[Task] The data is to be transcribed in full, with nothing missed.

*** Input material ***

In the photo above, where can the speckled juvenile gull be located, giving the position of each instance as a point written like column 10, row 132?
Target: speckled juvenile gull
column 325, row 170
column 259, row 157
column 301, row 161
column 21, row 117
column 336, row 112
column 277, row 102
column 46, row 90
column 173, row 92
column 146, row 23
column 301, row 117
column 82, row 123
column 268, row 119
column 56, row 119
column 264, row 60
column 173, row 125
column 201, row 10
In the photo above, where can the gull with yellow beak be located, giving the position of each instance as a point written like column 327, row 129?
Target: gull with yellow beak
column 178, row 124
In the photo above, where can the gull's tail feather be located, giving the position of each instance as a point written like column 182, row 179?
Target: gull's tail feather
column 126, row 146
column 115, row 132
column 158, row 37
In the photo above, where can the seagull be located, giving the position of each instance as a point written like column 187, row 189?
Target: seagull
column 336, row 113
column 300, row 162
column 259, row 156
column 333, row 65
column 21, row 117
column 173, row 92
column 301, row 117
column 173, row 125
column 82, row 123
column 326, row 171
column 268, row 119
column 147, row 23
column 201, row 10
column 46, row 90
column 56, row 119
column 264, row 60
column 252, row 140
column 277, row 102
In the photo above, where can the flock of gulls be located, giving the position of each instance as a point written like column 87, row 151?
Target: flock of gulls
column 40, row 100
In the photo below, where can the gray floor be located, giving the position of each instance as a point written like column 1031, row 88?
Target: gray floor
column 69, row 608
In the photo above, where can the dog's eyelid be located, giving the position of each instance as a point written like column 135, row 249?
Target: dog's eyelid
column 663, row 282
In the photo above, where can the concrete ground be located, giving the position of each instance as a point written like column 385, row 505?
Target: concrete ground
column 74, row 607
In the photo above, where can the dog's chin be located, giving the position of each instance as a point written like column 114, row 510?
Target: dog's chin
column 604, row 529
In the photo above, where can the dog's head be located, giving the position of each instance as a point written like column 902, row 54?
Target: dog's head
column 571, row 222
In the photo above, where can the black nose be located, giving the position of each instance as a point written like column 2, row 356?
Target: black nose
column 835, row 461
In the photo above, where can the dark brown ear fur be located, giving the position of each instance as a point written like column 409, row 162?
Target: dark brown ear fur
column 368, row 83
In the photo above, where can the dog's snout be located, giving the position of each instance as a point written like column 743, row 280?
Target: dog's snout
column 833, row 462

***

[Written response]
In the photo above, where can the speckled juvenile gull be located, giving the position of each instance as a point written like column 10, row 132?
Target: speckled juvenile gull
column 325, row 170
column 259, row 157
column 301, row 161
column 21, row 117
column 336, row 112
column 277, row 102
column 46, row 90
column 173, row 92
column 146, row 23
column 301, row 117
column 82, row 123
column 268, row 119
column 56, row 119
column 264, row 60
column 173, row 125
column 201, row 10
In the photo above, where can the gull with yellow beak be located, giving the position of each instance as a point written like column 327, row 129?
Target: gull with yellow beak
column 178, row 124
In the photo above, where can the gull's tail feather be located, giving the position of each instance as a point written like column 182, row 179?
Target: gull's tail feather
column 126, row 146
column 115, row 132
column 158, row 37
In the photo above, where can the seagull be located, giving the position of each instance as a point written like column 187, row 189?
Target: seagull
column 336, row 113
column 300, row 162
column 259, row 156
column 333, row 65
column 21, row 117
column 173, row 92
column 301, row 117
column 173, row 125
column 82, row 123
column 326, row 171
column 268, row 119
column 147, row 23
column 201, row 10
column 46, row 90
column 56, row 119
column 264, row 60
column 252, row 140
column 277, row 102
In the photo above, where can the flock of gulls be located, giving the position of each instance as a point written like column 87, row 151?
Target: flock of gulls
column 40, row 100
In the photo below, where can the gray floor be located, giving the position of each instance as a point written like column 1031, row 88?
Target: gray floor
column 69, row 608
In the photo above, where can the dog's eyelid be located, giving the position of each instance as a point written like column 135, row 249?
Target: dog's eyelid
column 663, row 282
In the photo above, where can the concrete ground be located, giving the position of each instance as a point written like column 385, row 505?
Target: concrete ground
column 74, row 607
In the photo above, where can the dog's chin be located, giving the position of each instance as a point written like column 114, row 510?
Target: dog's chin
column 604, row 529
In the photo above, where can the dog's head be located, giving the position of each instance as a point written like column 902, row 54?
Target: dog's head
column 571, row 222
In the photo above, where can the black nose be located, giving the position of each instance as a point written like column 2, row 356?
Target: black nose
column 835, row 461
In the photo above, where can the dark brown ear fur be located, giving the position of each instance as a point written like column 409, row 162?
Target: dark brown ear fur
column 368, row 83
In the photo above, where can the dog's snout be located, giving the position of each instance as a point written like column 743, row 280?
Target: dog's snout
column 833, row 462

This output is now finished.